** Set exercise **
Put every line of the data below into a JSON list of strings, one string per line, with blank lines left out.

** Listing **
---------------
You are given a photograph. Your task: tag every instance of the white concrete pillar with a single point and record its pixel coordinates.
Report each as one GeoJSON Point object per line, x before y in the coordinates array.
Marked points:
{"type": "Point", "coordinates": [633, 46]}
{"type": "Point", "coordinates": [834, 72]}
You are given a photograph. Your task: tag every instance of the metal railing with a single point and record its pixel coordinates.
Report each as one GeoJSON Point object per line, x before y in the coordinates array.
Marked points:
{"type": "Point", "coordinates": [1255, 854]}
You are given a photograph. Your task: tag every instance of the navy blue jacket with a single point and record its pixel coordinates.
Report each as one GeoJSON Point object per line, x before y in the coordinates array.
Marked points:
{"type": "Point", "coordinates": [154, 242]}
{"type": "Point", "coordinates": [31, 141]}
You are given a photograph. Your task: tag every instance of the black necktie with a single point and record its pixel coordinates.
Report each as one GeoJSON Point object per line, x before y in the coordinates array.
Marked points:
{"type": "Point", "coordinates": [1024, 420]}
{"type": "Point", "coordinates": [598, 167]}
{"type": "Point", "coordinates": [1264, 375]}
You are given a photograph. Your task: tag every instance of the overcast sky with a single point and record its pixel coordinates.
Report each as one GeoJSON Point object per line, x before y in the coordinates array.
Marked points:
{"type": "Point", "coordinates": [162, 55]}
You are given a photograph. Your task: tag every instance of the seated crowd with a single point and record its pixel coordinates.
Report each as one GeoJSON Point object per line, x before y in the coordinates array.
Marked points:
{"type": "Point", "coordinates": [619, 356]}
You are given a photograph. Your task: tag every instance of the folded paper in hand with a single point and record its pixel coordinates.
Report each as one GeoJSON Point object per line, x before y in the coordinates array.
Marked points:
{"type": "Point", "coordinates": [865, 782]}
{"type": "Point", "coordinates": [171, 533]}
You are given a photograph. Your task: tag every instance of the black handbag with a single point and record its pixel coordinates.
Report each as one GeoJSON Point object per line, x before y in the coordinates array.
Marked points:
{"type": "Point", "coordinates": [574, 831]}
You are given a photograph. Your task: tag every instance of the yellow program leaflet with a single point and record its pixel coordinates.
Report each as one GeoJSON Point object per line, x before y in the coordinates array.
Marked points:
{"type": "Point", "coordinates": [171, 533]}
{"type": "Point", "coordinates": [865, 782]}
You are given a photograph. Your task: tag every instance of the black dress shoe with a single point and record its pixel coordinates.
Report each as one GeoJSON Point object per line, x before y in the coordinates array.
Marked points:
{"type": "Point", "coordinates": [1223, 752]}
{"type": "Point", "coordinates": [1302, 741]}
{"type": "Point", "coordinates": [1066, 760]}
---------------
** Expected output **
[
  "You are given a photograph. Your task: tag every instance of the white concrete pillar with a single point and record its pixel coordinates.",
  "Report each as one GeoJSON Point object per line, x before y in the coordinates array.",
  "Marked points:",
  "{\"type\": \"Point\", \"coordinates\": [633, 46]}",
  "{\"type\": \"Point\", \"coordinates\": [834, 72]}",
  "You are given a photograph. Your task: tag every instance of the metal railing with a single point and record its pixel coordinates.",
  "Report each as one GeoJSON Point object per line, x before y in the coordinates array.",
  "Marked points:",
  "{\"type\": \"Point\", \"coordinates\": [1255, 854]}",
  "You are given a photograph. Your task: tag every instance of the navy blue jacket with a single point and record its pixel coordinates.",
  "Report each as one GeoJSON Point object per line, x before y in the coordinates array.",
  "Marked points:",
  "{\"type\": \"Point\", \"coordinates\": [154, 242]}",
  "{\"type\": \"Point\", \"coordinates\": [31, 141]}",
  "You are given a photograph. Your task: tag every instance of the black necktie with a single point and record its pixel coordinates.",
  "Report each as one GeoJSON Point object per line, x before y in the coordinates array.",
  "Marked points:",
  "{\"type\": \"Point\", \"coordinates\": [1024, 420]}",
  "{\"type\": \"Point\", \"coordinates\": [598, 167]}",
  "{\"type\": \"Point\", \"coordinates\": [1264, 375]}",
  "You are given a photograph. Your task: tag every instance of the overcast sky with a single point and record its pixel coordinates.",
  "Report each as one GeoJSON Point object per line, x before y in the coordinates array.",
  "Marked points:",
  "{\"type\": \"Point\", \"coordinates\": [162, 55]}",
  "You are given a photograph. Your task: tag every instance of the seated crowd with a single point and record its pixel coordinates.",
  "Report each as one GeoJSON Point object per line, x before y in the coordinates array.",
  "Marked points:",
  "{\"type\": \"Point\", \"coordinates\": [619, 356]}",
  "You are given a photograph. Your task: tag every instance of the folded paper in hand with a single point and record its pixel coordinates.",
  "Report each as one GeoJSON Point object per line, x before y in the coordinates array.",
  "Marked points:",
  "{\"type\": \"Point\", \"coordinates\": [865, 782]}",
  "{\"type\": \"Point\", \"coordinates\": [171, 533]}",
  "You are given a photograph. Your task: tag every instance of the black handbag with a single point and record its pixel coordinates.",
  "Report each as one GeoJSON Point object per line, x before y in the coordinates array.",
  "Marked points:",
  "{\"type\": \"Point\", \"coordinates\": [574, 831]}",
  "You are given a photograph. Your task: tag every instance of the yellow program leaflet with a single point and record its pixel coordinates.",
  "Report each as one GeoJSON Point object per line, x before y in the coordinates array.",
  "Marked points:",
  "{\"type\": \"Point\", \"coordinates\": [171, 533]}",
  "{\"type\": \"Point\", \"coordinates\": [865, 782]}",
  "You are given a photograph. Your task: tag every instance of the black dress shoe with a single point and record its pixel coordinates.",
  "Report each as one GeoJSON Point object per line, x before y in the coordinates array.",
  "Marked points:",
  "{\"type\": \"Point\", \"coordinates\": [1223, 752]}",
  "{\"type\": \"Point\", \"coordinates\": [1302, 741]}",
  "{\"type\": \"Point\", \"coordinates\": [1066, 760]}"
]